Texto para leitura >>
● ● ● ● ● ● ●
Postado em 24/05/2019
Recentemente, a maioria do Supremo Tribunal Federal votou para caracterizar a homofobia como crime. Com isso, o tema voltou a ganhar destaque nas discussões da sociedade, trazendo à tona uma série de reflexões pertinentes neste país que é um dos que mais acumula mortes por violência contra travestis e transexuais no mundo de acordo com a ONU.
Na noite anterior à votação do STF, reuniram-se no Sesc Consolação Erika Hilton, uma das nove integrantes da Bancada Ativista; Iran Giusti, criador da Casa 1, iniciativa que acolhe jovens LGBT expulsos de casa; Cláudia Regina, integrante da organização da Parada LGBT de São Paulo, e o ator, ativista e professor Weber Anselmo Fonseca para discutir o assunto. O debate fez parte do projeto Legítima Diferença, que realizou atividades em diversas unidades do Sesc, buscando desconstruir preconceitos e estereótipos ligados às pessoas LGBTQI+.
Ao acompanharmos as discussões no Sesc Consolação, pudemos perceber que, para muito além da questão jurídica, a LGBTfobia precisa ser combatida em diversas frentes. Trazemos a seguir algumas das possibilidades abordadas por cada participante:
Representação política
Erika Hilton se define transvestigenere. Ela conta que cunhou o termo junto com a ativista Indianara Siqueira, pois considera que as palavras "travesti" e transexual" são carregadas de estereótipos, colonizadas ou patologizantes. Integrante da Bancada Ativista, ela faz parte de um mandato coletivo na Assembleia Legislativa de São Paulo, onde mostra a importância da representatividade na política.
"O desafio [na Assembleia] é fazermos compreender a chegada de dois corpos [referência à deputada Erica Malunguinho] transvestigêneres naquele espaço. É sermos validadas, respeitadas, fazer com que nossas ideias sejam levadas a sério, avançar com as pautas que nós defendemos".
Força das ruas
Hoje integrante da comissão de organização da Parada LGBT de São Paulo, Cláudia Regina é funcionária pública e ativista LGBT desde os anos 80 e acompanhou as mudanças sociais e políticas ao longo dos anos e seus efeitos nas lutas.
● ● ● ● ● ● ●
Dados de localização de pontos

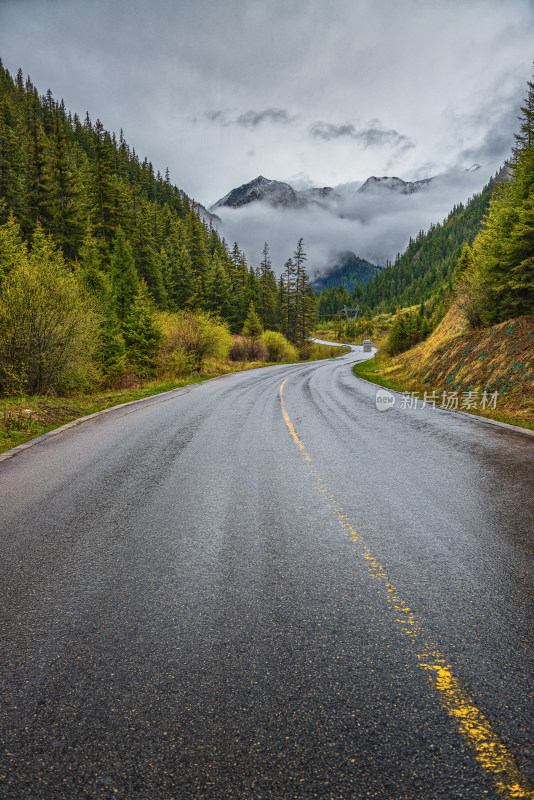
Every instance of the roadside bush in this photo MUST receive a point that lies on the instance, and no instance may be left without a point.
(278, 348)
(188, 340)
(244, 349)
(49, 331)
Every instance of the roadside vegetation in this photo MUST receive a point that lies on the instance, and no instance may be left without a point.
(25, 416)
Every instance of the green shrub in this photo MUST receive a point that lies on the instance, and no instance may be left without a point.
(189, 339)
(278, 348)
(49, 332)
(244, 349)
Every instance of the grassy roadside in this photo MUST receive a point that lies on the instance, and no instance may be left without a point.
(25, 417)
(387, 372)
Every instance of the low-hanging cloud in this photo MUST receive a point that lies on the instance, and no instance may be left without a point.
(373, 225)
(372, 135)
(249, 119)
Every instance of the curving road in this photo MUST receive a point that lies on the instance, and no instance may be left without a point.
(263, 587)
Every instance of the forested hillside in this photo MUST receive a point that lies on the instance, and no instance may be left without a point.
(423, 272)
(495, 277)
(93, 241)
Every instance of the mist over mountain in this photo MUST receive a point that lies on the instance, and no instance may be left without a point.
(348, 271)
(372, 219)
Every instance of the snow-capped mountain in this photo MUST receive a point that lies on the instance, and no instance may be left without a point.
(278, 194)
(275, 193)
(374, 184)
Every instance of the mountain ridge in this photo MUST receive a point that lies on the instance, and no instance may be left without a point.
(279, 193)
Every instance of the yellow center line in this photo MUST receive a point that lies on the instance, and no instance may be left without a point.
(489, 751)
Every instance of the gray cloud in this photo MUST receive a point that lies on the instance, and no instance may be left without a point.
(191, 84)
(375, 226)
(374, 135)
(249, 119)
● ● ● ● ● ● ●
Tarefa a realizar >> Segundo a matéria sobre o debate no Sesc Consolação, qual iniciativa Iran Giusti criou? As linhas não são necessárias para esta tarefa.

Resolução da tarefa >> A Casa 1, iniciativa que acolhe jovens LGBT expulsos de casa.